Corlis Murray received SWE’s Advocating Women in Engineering Award for driving diversity in STEM at work and in the community; for managing change with clarity and compassion; and for making a positive, enduring impact on every life she touches.
Corlis Murray is senior vice president, quality assurance, regulatory and engineering services at Abbott, a Fortune 150 global health care company. Murray’s appointment in 2012 to this post marked a number of firsts: She was the first African-American to lead Abbott’s corporate quality organization; the first African-American woman to serve as senior vice president in the company; and the first African-American in Abbott’s history to report directly to the CEO. She oversees corporate policy around regulations and works with Abbott businesses to ensure compliance with local, federal, and international regulations. She also anticipates, tracks, and responds to emerging issues.
Murray joined Abbott in 1989 and has held management positions in quality, operations, and engineering in Abbott’s diagnostics and nutrition businesses. As chair of the Engineering Executive Council from 2009 to 2010, she was the first African-American and the first woman to serve in this capacity. She has been involved with key engineering development moves and new product launches, and has provided leadership on executive crisis-management teams, including for the 2011 earthquake and tsunami in Japan and the 2009 H1N1 influenza pandemic.

## [Dataset excerpts]
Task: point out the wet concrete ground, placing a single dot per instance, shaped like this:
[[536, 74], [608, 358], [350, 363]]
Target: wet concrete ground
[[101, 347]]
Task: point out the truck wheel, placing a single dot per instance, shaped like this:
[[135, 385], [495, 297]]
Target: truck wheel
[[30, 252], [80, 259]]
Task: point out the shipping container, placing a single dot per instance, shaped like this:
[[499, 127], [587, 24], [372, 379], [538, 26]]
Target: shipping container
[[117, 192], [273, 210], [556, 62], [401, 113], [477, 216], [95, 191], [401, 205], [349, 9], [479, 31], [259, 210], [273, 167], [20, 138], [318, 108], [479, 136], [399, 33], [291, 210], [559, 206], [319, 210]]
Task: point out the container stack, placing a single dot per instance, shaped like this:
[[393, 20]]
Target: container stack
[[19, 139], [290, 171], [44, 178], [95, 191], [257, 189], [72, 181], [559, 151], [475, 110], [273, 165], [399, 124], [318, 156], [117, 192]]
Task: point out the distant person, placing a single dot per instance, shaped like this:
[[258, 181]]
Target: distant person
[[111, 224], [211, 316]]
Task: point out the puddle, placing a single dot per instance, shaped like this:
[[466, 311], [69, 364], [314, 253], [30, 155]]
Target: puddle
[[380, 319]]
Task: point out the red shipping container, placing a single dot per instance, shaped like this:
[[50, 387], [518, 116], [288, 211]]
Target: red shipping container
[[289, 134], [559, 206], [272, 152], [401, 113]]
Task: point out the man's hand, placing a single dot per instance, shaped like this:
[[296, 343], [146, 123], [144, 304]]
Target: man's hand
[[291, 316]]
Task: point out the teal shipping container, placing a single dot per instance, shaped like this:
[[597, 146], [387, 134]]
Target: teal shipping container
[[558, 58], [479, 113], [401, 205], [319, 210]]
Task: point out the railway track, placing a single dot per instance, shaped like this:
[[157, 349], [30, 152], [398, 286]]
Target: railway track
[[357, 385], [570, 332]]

## [Required work]
Rewrite the passage about Corlis Murray starting with "Corlis Murray is" and going on through "to emerging issues.", swapping "CEO" for "chief executive officer". Rely only on the text for these tasks.

## [Output of the exercise]
Corlis Murray is senior vice president, quality assurance, regulatory and engineering services at Abbott, a Fortune 150 global health care company. Murray’s appointment in 2012 to this post marked a number of firsts: She was the first African-American to lead Abbott’s corporate quality organization; the first African-American woman to serve as senior vice president in the company; and the first African-American in Abbott’s history to report directly to the chief executive officer. She oversees corporate policy around regulations and works with Abbott businesses to ensure compliance with local, federal, and international regulations. She also anticipates, tracks, and responds to emerging issues.